(Items listed in a dataset)

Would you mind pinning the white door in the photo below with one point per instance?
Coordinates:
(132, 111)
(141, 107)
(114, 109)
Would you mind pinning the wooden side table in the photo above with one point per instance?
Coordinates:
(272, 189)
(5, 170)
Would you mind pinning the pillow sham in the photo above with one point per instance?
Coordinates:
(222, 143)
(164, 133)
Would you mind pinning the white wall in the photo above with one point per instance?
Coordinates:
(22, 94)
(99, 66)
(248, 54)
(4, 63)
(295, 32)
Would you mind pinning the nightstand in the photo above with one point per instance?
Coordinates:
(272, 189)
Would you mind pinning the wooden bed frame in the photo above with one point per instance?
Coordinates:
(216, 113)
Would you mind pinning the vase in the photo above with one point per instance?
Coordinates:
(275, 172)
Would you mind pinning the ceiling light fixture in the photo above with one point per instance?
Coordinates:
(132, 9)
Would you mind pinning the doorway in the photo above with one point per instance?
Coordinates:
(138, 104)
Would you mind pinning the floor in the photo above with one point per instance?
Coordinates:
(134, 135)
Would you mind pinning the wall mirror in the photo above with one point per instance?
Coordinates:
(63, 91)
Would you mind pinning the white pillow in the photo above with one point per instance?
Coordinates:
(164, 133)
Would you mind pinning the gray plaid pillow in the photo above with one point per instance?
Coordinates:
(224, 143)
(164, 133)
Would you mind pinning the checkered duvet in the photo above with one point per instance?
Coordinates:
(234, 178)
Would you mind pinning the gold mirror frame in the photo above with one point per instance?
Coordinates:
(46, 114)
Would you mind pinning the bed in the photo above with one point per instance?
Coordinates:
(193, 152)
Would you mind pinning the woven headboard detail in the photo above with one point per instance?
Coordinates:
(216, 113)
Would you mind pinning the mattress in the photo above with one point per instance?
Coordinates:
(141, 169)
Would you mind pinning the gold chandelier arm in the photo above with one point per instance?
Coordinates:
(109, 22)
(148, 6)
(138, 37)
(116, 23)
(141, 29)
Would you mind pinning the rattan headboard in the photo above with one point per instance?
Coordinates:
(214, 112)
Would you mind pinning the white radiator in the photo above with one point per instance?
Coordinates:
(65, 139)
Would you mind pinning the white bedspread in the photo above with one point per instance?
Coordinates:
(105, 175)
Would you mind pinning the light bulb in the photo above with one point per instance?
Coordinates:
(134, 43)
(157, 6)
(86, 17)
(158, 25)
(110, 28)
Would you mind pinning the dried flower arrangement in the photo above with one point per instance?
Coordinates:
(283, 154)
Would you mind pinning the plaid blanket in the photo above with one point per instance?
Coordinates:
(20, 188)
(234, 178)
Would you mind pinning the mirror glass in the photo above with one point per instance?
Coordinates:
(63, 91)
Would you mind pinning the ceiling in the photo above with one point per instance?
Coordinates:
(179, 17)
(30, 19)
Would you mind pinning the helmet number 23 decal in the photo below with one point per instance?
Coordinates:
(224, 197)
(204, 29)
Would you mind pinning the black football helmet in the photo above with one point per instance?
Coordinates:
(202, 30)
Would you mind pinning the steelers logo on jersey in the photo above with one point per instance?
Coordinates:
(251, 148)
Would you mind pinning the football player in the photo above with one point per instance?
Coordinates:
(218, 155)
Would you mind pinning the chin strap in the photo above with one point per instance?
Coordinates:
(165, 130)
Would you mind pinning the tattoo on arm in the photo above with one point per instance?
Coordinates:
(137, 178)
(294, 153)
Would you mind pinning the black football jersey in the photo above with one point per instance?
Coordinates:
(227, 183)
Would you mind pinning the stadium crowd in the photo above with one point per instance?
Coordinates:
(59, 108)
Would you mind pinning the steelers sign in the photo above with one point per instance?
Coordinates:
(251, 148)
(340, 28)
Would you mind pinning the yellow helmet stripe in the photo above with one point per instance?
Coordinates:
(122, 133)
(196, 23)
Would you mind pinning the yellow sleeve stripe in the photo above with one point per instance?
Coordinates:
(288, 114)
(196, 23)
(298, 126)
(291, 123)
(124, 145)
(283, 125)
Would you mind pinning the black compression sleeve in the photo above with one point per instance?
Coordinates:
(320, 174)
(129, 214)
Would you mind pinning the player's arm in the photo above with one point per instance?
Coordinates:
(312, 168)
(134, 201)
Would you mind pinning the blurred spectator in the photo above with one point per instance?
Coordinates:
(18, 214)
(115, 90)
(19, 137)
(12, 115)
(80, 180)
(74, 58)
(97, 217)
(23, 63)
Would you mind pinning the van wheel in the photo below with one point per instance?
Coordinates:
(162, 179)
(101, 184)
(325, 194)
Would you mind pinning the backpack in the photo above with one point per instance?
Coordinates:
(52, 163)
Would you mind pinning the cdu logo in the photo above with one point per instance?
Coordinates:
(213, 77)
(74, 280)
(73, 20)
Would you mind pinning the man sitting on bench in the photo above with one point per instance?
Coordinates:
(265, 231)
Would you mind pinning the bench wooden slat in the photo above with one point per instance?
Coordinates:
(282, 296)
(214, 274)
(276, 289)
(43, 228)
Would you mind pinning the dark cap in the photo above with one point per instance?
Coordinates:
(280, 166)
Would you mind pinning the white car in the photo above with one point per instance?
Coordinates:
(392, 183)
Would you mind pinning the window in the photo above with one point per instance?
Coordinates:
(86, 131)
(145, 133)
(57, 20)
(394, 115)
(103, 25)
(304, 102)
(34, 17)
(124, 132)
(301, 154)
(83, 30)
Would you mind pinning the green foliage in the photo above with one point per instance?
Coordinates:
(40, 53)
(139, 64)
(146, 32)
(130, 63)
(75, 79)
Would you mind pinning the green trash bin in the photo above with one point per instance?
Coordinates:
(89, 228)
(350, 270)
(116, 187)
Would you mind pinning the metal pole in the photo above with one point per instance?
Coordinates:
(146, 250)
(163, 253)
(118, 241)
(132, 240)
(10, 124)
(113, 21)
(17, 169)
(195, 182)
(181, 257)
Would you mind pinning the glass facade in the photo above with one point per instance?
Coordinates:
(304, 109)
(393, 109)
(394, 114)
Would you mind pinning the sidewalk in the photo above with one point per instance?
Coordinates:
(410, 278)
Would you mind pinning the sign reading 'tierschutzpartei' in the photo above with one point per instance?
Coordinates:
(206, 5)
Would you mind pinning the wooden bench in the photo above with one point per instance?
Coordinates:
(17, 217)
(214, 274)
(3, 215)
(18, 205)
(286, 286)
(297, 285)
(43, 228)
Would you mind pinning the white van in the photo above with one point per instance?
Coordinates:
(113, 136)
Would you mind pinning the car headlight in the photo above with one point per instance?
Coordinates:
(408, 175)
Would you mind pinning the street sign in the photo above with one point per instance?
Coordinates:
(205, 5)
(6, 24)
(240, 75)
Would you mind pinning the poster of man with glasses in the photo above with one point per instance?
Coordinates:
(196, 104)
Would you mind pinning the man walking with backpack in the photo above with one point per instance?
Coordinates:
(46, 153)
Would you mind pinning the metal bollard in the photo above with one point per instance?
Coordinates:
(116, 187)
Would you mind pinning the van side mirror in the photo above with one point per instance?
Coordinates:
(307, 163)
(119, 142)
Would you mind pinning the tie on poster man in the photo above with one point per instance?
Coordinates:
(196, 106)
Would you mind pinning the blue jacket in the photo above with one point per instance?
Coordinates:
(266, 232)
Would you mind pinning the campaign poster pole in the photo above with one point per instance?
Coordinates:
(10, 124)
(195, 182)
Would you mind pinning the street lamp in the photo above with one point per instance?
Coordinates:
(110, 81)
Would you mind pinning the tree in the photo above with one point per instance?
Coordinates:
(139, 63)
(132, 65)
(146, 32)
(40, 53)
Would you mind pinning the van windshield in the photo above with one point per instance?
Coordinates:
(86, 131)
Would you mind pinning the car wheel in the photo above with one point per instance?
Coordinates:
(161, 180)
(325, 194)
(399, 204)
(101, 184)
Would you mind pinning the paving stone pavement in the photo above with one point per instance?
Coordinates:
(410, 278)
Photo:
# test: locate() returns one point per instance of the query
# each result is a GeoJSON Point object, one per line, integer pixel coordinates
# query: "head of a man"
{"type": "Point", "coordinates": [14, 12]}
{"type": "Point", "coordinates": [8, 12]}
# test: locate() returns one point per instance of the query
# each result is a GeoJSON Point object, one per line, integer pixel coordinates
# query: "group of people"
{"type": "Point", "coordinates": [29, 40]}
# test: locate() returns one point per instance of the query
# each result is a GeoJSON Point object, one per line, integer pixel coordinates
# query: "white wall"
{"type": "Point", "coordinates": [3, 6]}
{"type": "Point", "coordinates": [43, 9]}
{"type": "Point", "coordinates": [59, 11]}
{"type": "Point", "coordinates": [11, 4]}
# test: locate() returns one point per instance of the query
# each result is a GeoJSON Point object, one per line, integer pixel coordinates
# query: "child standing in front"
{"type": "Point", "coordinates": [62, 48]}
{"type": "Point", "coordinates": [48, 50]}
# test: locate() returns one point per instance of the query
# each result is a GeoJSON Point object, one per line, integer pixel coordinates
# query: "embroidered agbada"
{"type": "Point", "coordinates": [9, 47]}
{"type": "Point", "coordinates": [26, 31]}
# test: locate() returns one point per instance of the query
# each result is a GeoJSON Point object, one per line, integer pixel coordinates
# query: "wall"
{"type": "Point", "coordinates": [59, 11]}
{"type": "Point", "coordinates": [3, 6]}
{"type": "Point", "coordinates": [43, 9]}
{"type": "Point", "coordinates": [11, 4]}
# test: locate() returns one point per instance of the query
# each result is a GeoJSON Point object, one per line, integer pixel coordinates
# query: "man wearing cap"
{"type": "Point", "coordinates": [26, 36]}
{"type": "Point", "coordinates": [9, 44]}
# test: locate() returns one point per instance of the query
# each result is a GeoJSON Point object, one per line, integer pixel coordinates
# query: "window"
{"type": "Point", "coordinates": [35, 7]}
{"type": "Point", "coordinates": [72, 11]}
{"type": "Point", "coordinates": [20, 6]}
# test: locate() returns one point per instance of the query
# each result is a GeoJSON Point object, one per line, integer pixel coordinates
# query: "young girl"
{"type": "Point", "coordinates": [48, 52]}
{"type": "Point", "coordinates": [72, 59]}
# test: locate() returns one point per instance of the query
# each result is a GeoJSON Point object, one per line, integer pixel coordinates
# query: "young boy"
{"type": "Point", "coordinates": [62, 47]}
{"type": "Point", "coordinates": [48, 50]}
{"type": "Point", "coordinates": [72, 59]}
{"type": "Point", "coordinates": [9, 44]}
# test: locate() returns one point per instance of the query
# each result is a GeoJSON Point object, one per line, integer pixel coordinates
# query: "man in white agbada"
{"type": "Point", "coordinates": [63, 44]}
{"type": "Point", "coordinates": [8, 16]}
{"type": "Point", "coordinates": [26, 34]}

▸ EXERCISE GOAL
Count the lines in the material above that contain the word "ceiling".

▸ TASK SOLUTION
2